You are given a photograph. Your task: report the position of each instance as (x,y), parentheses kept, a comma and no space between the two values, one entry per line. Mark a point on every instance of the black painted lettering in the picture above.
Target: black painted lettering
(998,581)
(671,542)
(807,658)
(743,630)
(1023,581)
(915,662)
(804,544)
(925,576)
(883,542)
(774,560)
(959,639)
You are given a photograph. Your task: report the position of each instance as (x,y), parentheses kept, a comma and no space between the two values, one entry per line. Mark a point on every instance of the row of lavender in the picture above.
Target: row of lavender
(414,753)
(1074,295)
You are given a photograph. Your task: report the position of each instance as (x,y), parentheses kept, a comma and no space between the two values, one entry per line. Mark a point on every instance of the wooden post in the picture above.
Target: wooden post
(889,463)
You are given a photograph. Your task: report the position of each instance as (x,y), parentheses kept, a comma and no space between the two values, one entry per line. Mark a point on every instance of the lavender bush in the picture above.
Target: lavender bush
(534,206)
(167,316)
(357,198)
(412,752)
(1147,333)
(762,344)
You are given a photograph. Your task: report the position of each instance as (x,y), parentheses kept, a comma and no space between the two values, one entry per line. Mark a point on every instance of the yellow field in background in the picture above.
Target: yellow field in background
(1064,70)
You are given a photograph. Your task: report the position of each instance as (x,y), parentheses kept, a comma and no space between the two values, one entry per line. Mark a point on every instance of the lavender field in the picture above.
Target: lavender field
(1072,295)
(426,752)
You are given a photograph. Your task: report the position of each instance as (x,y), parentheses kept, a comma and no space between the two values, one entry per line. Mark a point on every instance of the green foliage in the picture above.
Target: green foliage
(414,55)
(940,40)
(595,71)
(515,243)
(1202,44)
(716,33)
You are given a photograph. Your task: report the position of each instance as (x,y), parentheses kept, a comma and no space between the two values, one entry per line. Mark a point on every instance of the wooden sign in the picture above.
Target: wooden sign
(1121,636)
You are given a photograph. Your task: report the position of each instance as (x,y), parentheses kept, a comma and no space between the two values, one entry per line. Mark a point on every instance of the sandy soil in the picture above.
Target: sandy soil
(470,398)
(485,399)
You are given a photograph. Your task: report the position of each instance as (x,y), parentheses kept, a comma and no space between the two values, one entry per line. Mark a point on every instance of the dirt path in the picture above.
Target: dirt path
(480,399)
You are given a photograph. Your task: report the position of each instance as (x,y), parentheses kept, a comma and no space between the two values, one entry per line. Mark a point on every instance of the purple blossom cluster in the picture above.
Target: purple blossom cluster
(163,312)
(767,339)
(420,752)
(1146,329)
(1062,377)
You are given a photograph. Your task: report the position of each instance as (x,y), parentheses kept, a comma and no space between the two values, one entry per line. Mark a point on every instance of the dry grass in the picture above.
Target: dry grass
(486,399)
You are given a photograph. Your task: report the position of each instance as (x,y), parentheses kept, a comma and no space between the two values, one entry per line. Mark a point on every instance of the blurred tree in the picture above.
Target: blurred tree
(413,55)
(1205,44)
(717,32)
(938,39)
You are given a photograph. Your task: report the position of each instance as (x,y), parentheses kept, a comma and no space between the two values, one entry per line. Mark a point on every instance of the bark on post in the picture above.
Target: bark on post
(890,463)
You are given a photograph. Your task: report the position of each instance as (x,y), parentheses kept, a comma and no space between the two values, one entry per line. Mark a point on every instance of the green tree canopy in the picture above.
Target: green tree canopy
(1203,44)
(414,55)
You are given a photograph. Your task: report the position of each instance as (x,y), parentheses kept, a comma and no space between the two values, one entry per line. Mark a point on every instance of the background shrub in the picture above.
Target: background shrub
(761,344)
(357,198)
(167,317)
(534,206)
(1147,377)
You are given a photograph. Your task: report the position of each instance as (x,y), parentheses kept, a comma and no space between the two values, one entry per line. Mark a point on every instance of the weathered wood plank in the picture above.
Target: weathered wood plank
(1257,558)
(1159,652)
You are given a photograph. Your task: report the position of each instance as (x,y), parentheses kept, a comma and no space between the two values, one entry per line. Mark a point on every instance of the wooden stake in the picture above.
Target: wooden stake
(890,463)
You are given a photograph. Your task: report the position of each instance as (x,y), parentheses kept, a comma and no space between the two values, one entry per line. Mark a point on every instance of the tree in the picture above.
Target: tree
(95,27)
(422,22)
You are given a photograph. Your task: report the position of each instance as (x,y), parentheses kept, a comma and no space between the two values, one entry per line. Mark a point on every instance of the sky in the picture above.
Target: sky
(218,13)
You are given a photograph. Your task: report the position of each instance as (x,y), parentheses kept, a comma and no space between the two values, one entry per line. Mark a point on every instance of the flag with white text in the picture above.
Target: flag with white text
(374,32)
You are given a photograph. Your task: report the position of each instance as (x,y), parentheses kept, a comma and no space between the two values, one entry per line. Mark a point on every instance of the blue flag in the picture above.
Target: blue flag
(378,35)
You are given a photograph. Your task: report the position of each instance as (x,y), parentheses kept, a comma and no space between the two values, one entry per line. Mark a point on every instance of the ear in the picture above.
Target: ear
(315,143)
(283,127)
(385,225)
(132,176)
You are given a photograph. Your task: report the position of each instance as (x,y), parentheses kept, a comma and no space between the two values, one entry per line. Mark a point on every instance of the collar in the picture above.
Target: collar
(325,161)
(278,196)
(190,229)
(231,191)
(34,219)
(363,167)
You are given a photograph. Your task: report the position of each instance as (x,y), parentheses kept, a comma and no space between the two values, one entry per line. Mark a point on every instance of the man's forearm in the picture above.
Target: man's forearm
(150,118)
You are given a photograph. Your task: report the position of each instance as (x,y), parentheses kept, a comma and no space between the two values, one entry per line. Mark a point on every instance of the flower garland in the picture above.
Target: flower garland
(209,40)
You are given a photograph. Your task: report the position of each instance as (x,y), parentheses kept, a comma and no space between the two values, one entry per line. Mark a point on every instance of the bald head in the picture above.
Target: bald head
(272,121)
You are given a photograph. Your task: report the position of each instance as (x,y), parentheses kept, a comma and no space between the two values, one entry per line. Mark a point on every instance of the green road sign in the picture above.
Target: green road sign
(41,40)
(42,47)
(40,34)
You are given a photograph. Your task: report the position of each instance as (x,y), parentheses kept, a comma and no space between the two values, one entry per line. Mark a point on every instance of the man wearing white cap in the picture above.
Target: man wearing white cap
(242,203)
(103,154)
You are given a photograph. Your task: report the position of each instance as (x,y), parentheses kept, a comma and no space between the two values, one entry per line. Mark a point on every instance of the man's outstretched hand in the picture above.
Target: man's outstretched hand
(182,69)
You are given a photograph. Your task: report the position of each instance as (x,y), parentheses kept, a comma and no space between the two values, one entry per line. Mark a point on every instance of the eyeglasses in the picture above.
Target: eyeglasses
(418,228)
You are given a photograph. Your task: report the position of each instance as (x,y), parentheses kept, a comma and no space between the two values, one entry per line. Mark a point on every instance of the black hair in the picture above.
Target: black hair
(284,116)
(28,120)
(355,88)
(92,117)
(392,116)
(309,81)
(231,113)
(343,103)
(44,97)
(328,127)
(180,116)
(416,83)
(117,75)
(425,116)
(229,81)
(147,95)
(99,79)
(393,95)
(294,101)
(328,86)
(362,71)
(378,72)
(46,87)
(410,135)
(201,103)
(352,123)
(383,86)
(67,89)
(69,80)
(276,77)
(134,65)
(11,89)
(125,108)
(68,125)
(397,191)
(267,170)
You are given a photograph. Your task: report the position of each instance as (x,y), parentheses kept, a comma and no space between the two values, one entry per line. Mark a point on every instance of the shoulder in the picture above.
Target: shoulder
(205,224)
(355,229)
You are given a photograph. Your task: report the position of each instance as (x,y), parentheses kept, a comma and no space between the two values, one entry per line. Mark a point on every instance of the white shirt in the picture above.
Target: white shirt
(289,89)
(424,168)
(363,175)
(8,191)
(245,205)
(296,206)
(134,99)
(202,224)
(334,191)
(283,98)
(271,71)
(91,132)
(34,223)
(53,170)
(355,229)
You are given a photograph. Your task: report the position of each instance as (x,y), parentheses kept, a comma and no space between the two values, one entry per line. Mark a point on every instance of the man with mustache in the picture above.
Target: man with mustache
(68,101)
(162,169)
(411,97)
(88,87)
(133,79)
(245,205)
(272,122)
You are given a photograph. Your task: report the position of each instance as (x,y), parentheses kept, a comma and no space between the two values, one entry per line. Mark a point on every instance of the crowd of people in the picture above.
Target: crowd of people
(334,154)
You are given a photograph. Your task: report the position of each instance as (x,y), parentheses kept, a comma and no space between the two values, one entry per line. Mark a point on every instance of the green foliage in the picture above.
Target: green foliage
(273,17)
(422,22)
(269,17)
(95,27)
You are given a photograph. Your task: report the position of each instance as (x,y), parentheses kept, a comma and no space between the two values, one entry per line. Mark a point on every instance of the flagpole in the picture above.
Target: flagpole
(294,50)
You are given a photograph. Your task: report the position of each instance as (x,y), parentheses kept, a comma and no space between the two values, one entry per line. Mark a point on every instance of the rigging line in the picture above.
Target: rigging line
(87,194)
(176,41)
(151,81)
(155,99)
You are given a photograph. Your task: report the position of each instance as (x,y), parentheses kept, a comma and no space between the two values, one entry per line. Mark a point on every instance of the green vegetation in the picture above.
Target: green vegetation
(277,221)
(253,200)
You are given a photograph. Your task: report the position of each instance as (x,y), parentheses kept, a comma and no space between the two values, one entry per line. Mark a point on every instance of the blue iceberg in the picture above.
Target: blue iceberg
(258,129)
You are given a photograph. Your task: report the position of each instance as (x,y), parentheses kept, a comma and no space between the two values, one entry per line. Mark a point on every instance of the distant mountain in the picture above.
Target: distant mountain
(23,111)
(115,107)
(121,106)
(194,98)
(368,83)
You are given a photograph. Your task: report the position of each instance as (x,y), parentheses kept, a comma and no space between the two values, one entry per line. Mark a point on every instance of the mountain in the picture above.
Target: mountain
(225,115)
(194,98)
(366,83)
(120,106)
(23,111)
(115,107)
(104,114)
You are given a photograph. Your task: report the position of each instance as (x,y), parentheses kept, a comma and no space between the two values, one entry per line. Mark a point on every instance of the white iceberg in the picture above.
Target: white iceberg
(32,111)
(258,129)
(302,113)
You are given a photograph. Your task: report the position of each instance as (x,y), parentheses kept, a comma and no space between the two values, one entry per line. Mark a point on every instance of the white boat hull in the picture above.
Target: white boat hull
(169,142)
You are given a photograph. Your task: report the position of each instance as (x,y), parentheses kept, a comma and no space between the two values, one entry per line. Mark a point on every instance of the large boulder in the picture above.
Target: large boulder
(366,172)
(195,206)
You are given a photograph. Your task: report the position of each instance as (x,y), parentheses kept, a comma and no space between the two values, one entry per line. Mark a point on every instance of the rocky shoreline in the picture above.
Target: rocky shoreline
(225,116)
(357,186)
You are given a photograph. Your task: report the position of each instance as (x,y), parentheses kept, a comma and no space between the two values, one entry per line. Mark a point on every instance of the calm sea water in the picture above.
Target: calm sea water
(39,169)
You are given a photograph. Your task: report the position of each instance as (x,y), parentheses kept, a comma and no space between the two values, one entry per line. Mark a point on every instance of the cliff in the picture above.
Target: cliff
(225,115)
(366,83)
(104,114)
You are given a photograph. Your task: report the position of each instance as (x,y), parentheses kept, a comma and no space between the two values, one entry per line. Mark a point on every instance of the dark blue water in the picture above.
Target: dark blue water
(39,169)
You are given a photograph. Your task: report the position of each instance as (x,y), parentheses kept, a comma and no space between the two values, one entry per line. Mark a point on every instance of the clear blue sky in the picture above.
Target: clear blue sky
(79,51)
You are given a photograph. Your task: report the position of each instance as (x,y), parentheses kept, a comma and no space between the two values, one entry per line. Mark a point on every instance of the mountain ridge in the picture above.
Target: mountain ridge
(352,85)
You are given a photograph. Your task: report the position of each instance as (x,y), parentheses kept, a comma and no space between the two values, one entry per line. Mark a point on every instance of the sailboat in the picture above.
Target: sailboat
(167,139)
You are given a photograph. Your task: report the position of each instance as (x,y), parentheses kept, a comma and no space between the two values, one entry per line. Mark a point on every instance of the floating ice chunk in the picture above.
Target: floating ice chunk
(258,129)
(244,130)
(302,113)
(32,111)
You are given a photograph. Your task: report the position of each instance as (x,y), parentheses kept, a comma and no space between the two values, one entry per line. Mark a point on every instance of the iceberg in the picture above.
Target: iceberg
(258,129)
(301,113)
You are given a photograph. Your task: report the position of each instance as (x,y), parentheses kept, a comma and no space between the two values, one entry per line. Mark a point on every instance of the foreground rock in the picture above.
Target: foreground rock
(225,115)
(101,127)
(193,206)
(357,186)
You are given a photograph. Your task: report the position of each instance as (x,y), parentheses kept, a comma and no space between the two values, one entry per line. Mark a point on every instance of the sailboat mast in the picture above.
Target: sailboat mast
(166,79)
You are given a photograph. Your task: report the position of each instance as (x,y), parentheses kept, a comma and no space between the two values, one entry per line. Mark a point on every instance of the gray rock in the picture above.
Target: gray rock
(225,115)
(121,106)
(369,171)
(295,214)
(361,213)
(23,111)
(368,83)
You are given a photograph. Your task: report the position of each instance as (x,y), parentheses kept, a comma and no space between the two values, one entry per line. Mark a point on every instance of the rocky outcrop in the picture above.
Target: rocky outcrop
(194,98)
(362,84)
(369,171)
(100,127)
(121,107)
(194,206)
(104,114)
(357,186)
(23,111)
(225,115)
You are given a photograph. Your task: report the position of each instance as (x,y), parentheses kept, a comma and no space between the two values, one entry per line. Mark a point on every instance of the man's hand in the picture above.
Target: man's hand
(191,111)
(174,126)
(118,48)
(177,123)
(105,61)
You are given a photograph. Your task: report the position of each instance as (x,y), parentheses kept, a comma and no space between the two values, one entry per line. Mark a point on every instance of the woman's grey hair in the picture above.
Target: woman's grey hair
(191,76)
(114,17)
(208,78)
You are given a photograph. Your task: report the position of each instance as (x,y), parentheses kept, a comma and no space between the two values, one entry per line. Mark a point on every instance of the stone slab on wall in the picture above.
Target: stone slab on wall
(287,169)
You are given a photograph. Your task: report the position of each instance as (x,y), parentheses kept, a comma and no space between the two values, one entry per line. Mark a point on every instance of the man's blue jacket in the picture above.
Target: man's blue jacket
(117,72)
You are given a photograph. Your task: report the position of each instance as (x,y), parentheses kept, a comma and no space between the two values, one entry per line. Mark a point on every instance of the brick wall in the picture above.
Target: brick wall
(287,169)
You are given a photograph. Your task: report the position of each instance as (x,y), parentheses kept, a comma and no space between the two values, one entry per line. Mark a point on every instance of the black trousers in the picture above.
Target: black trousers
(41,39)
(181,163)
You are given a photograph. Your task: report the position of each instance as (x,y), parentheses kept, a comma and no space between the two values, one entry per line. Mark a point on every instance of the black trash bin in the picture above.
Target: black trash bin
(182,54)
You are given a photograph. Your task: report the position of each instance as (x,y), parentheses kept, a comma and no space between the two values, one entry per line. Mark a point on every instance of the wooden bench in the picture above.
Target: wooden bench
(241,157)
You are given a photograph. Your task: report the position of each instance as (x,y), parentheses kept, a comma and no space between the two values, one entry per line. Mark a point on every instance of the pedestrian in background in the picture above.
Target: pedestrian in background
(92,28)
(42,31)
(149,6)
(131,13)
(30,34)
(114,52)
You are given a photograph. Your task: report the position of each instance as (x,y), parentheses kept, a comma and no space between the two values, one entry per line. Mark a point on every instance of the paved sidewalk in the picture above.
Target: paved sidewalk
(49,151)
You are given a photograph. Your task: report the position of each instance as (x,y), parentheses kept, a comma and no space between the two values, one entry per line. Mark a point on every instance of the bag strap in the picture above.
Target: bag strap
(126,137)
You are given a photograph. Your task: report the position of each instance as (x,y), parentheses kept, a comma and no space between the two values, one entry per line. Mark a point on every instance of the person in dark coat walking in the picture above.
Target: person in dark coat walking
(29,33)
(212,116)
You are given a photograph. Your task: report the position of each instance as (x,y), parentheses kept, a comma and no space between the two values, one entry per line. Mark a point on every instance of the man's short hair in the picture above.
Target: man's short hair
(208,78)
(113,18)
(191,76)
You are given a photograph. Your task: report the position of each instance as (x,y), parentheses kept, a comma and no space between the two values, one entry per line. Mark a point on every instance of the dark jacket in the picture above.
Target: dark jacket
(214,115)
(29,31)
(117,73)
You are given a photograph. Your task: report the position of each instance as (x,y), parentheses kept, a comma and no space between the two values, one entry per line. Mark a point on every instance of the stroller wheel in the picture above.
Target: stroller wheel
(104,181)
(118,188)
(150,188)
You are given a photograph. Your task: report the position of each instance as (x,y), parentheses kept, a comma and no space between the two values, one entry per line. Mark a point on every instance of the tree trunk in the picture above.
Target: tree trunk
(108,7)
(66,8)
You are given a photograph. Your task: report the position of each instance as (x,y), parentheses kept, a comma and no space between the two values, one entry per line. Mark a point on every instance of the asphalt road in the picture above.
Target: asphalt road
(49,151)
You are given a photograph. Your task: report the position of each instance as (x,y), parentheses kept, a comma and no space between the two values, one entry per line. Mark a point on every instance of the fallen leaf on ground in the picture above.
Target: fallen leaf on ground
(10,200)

● ● ● ●

**Problem to work on**
Only the lines from the one containing "road in the picture above." to the end of the data should be printed, exactly as they stand.

**Complete answer**
You are given a photograph. Your task: report the position of each instance as (x,y), parentheses kept, a comma and no space between the two values, one entry per line. Mark a point on every instance of the asphalt road in the picture above.
Target: asphalt road
(49,151)
You are given a photograph. Your task: report the position of each instance as (x,y), parentheses kept, a comma and no space between the two values, one entry per line. Mark a point on every instance of the fallen leaf on ground in the picture above.
Target: fallen leaf on ground
(10,200)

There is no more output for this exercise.